- [WHAT YOU ARE ASKED TO DO]: Report each line of the entries that includes "wheel" by copying it.

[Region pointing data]
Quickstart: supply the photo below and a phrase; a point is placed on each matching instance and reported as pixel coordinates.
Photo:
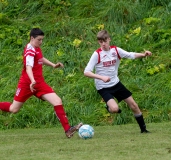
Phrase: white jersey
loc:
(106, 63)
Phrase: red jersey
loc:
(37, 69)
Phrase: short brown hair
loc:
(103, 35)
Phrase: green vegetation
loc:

* * *

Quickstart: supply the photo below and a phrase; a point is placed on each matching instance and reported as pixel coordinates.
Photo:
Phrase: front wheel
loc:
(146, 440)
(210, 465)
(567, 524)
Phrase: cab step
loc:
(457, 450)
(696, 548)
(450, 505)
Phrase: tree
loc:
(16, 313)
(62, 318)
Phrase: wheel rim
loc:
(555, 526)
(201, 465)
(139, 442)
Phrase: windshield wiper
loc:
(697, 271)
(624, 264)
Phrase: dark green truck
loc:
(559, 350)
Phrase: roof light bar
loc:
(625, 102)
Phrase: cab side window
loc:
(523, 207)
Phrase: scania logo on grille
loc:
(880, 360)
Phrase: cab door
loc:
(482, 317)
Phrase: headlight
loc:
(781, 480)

- [FINAL ANSWER]:
Phrase: front wheel
Phrase: wheel rim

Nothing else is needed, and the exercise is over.